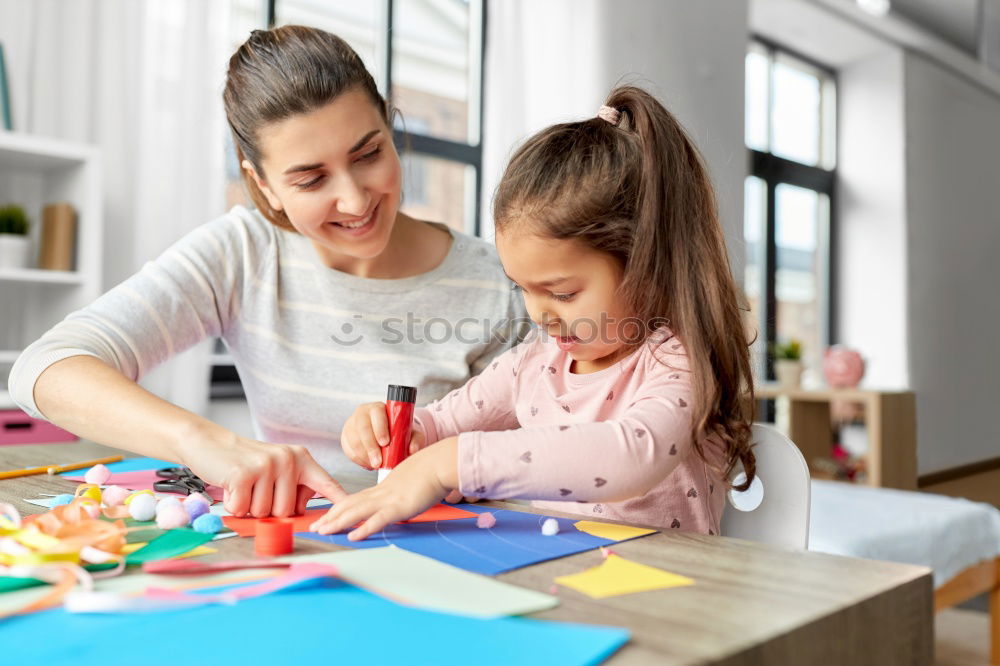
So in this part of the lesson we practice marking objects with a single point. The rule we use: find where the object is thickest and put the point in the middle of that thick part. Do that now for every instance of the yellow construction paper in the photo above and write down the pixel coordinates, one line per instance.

· · · · · · ·

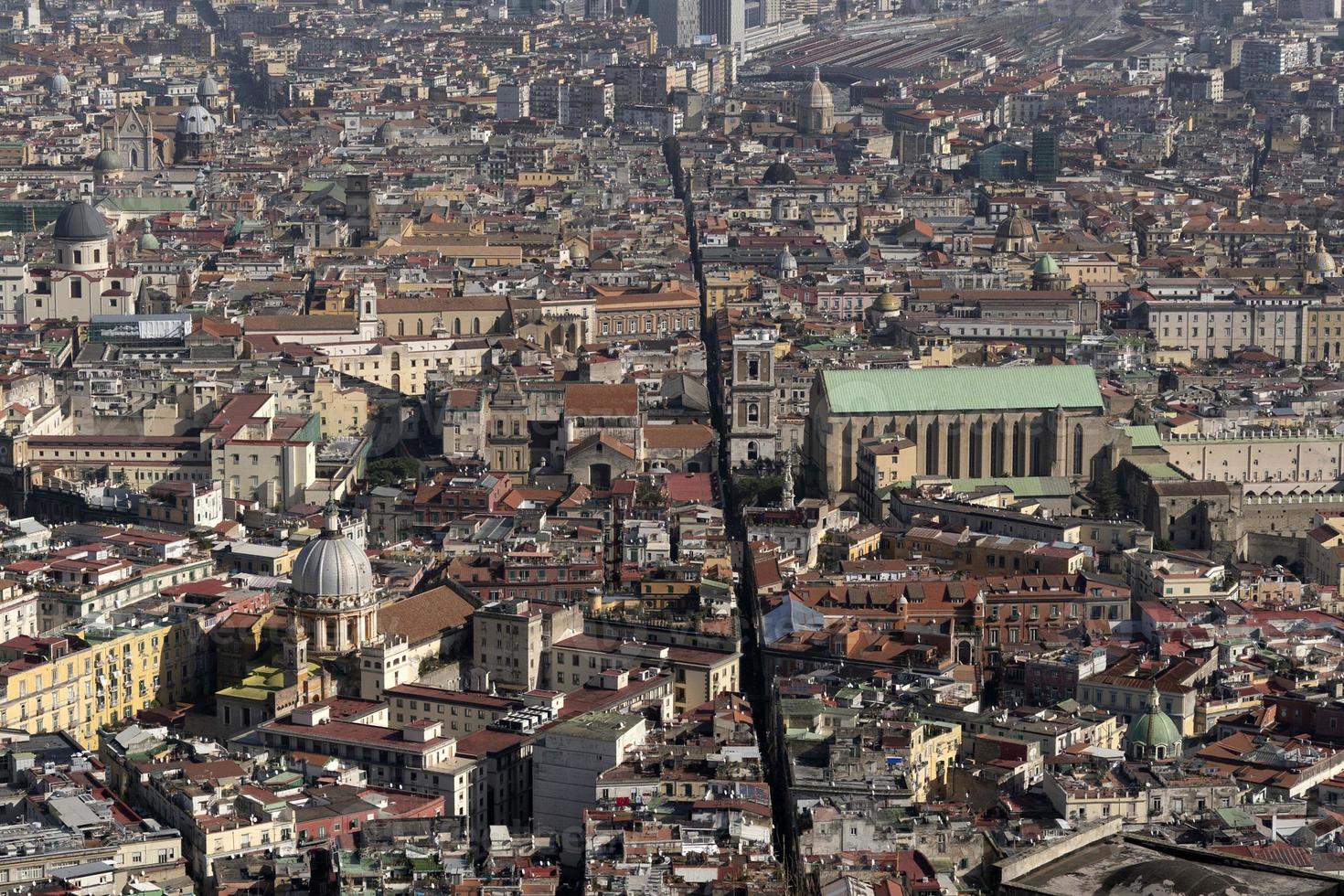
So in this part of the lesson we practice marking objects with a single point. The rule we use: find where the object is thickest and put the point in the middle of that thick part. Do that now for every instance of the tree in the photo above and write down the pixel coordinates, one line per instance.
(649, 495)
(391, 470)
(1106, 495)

· · · · · · ·

Pick out every line of the material above that contains the word "where", and copy each of those lines in full.

Solution ->
So in this part of the lesson we practice marking objects with a single point. The rule we use: find where the object is thickest and put the point in the middle of that thick part. Do that now for every instance of the yellow construction paper in the photo above and write down the pixel coordinates, one line per instance.
So in this part of the lesson we practice marking objects with a single point. The rule we use: find where the object is thickest and put the point in the middle of that thick part. Do that now for every instance of the tree in the photo above and write down the pixel coordinates, one line per instance.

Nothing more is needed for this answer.